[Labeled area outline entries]
☆ ☆ ☆ ☆ ☆ ☆ ☆

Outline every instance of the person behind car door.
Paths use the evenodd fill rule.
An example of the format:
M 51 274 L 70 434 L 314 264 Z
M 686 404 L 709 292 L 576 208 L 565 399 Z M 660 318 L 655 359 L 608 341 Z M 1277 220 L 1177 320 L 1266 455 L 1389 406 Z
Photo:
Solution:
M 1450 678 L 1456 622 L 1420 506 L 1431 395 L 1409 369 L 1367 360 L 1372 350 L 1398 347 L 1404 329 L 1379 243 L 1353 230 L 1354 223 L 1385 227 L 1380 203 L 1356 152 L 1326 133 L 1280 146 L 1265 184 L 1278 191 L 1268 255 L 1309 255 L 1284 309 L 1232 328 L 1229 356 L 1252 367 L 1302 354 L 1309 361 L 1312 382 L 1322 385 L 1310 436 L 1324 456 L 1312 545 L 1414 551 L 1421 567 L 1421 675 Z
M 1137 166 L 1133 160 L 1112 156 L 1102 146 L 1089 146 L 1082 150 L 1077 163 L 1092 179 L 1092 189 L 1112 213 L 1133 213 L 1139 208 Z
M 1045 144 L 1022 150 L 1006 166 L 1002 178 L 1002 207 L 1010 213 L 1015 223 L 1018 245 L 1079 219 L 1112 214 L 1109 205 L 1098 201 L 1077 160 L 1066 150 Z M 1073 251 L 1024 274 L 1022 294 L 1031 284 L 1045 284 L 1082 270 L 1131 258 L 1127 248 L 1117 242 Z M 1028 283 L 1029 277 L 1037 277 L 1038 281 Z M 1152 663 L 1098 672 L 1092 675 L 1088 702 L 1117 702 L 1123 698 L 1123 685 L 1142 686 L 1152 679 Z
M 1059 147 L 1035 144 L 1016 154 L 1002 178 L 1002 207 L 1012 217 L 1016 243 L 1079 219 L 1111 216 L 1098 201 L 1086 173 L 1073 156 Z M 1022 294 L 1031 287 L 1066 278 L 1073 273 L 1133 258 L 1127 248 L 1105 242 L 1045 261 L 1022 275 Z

☆ ☆ ☆ ☆ ☆ ☆ ☆

Put the rows above into a Markdown table with two columns, No. and Line, where each line gets its own numbered row and blank lines are left out.

| No. | Line |
|---|---|
| 1 | Outline every instance of the person behind car door. |
| 2 | Paths use the evenodd fill rule. |
| 3 | An example of the format: |
| 4 | M 51 274 L 70 434 L 314 264 Z |
| 5 | M 686 404 L 709 292 L 576 208 L 565 399 Z M 660 318 L 655 359 L 608 341 Z M 1277 220 L 1177 320 L 1266 455 L 1389 406 Z |
| 6 | Photo: |
| 7 | Solution: |
| 8 | M 1450 678 L 1456 622 L 1420 506 L 1431 395 L 1409 369 L 1367 360 L 1372 350 L 1398 347 L 1404 329 L 1379 243 L 1353 230 L 1354 223 L 1385 227 L 1380 203 L 1356 152 L 1326 133 L 1280 146 L 1265 184 L 1278 191 L 1268 255 L 1309 255 L 1284 309 L 1232 328 L 1229 356 L 1252 367 L 1302 354 L 1309 361 L 1312 382 L 1322 385 L 1310 436 L 1324 456 L 1312 545 L 1414 551 L 1421 567 L 1421 675 Z |
| 9 | M 1137 166 L 1133 160 L 1112 156 L 1102 146 L 1089 146 L 1082 150 L 1077 163 L 1092 179 L 1092 189 L 1112 213 L 1133 213 L 1139 208 Z |
| 10 | M 1045 144 L 1022 150 L 1006 166 L 1002 178 L 1002 207 L 1010 213 L 1015 223 L 1018 245 L 1079 219 L 1112 214 L 1109 205 L 1098 201 L 1077 160 L 1066 150 Z M 1073 251 L 1024 274 L 1022 294 L 1031 284 L 1045 284 L 1082 270 L 1131 258 L 1127 248 L 1117 242 Z M 1028 283 L 1029 277 L 1037 277 L 1038 281 Z M 1152 663 L 1098 672 L 1092 675 L 1088 702 L 1117 702 L 1123 698 L 1123 685 L 1142 686 L 1152 679 Z |
| 11 | M 1059 147 L 1035 144 L 1016 154 L 1002 178 L 1002 207 L 1012 217 L 1016 243 L 1079 219 L 1111 216 L 1098 201 L 1086 173 L 1073 156 Z M 1022 294 L 1031 287 L 1066 278 L 1073 273 L 1133 258 L 1127 248 L 1105 242 L 1045 261 L 1022 275 Z |